Task objective — Please write out all the data that follows exactly, without the pictures.

Material for the task —
___
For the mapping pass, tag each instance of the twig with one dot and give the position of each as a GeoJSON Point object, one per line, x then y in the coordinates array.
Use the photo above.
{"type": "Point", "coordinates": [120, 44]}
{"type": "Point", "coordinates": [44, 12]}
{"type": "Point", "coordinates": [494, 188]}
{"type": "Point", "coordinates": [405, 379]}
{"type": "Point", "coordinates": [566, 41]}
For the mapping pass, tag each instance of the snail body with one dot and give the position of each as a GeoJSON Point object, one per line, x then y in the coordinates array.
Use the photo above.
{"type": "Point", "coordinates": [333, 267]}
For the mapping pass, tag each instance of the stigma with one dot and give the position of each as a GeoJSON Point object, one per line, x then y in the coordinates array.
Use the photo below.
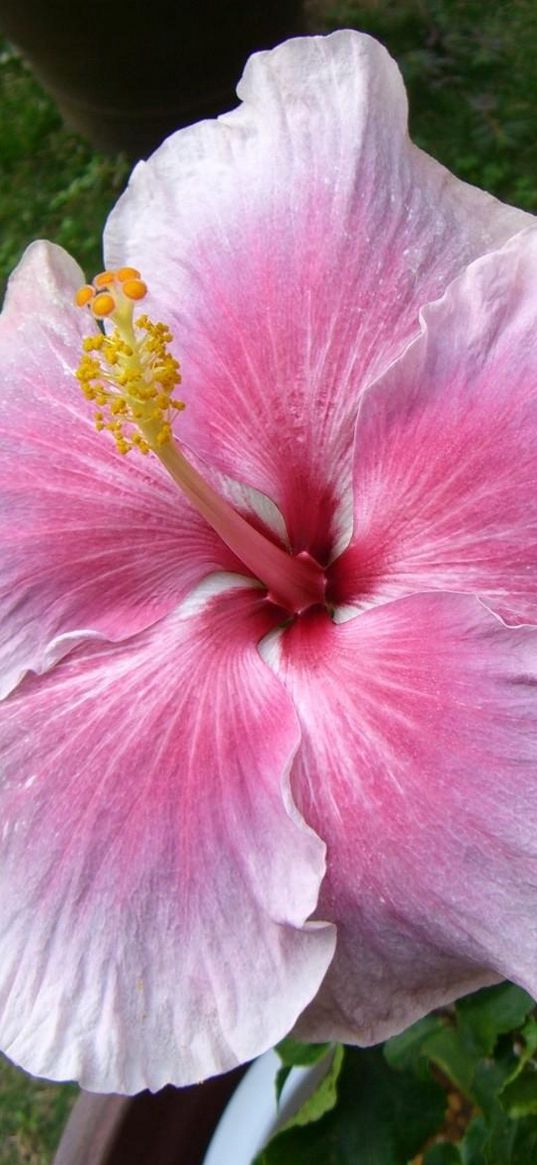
___
Worked solution —
For the mapping pass, tag each instance of the twig with one dot and give the position of each as a GeoJSON Point object, one per line, x then y in the coordinates array.
Use the photo above.
{"type": "Point", "coordinates": [120, 44]}
{"type": "Point", "coordinates": [44, 12]}
{"type": "Point", "coordinates": [494, 188]}
{"type": "Point", "coordinates": [405, 379]}
{"type": "Point", "coordinates": [566, 41]}
For the mapping pass, tag each instance of the snail body with one dot and give the position of each as a GeoJSON Point object, one per line, x then y in the coordinates array.
Use the photo above.
{"type": "Point", "coordinates": [333, 267]}
For the mapping pass, tag each instance of the stigma with one dot and give the position of each as a GeoJSON Point object, one per line, x then y in the coordinates array.
Use the photo below.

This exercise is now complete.